[Excerpts from a dataset on pointing to objects]
--

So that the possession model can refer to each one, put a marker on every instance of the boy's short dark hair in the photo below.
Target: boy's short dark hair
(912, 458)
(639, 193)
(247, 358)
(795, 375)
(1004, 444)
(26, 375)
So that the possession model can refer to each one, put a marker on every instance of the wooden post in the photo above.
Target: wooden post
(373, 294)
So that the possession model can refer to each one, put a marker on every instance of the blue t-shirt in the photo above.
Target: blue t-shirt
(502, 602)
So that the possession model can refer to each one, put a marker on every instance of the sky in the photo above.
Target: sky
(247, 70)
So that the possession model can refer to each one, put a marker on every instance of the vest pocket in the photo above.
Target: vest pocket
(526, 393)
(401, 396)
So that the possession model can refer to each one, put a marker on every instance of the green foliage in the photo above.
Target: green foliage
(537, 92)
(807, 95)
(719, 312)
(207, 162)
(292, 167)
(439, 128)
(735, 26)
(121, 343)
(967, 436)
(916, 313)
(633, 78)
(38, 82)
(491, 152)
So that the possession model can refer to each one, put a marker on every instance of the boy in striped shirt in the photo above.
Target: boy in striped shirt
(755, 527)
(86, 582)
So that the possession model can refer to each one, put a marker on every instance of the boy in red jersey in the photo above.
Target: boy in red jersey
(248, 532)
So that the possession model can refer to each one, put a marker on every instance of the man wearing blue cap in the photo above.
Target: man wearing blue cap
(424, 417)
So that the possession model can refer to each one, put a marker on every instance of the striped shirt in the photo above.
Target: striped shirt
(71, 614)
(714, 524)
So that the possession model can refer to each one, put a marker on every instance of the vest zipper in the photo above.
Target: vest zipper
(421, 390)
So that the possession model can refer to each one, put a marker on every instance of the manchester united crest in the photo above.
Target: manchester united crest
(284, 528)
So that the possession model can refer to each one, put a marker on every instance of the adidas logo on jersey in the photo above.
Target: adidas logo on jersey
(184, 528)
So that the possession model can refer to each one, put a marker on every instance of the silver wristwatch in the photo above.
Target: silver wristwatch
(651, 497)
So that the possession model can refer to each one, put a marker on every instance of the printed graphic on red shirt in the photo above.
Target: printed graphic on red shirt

--

* WHAT TO DO: Starting with the line that contains "crest in the photo above." and continuing through the end of the material, rewrite every line in full. Add 68 to every number in each answer coordinate pair.

* COMPLETED EXERCISE:
So that the possession model can refer to each one, put a marker on every instance of the manchester united crest in the photo above.
Target: manchester united crest
(352, 596)
So that the possession model can refer to each one, put a marker on every instance of the adidas logo on jersey in the photo above.
Target: adidas logo on jersey
(252, 596)
So that the possession model can refer to each one, put a marker on every instance of the silver wristwatch in the photo above.
Target: silver wristwatch
(719, 565)
So that the possession model can refer to each one, put a marker on every instance of the printed graphic on red shirt in the photo above.
Target: printed graphic on red shirt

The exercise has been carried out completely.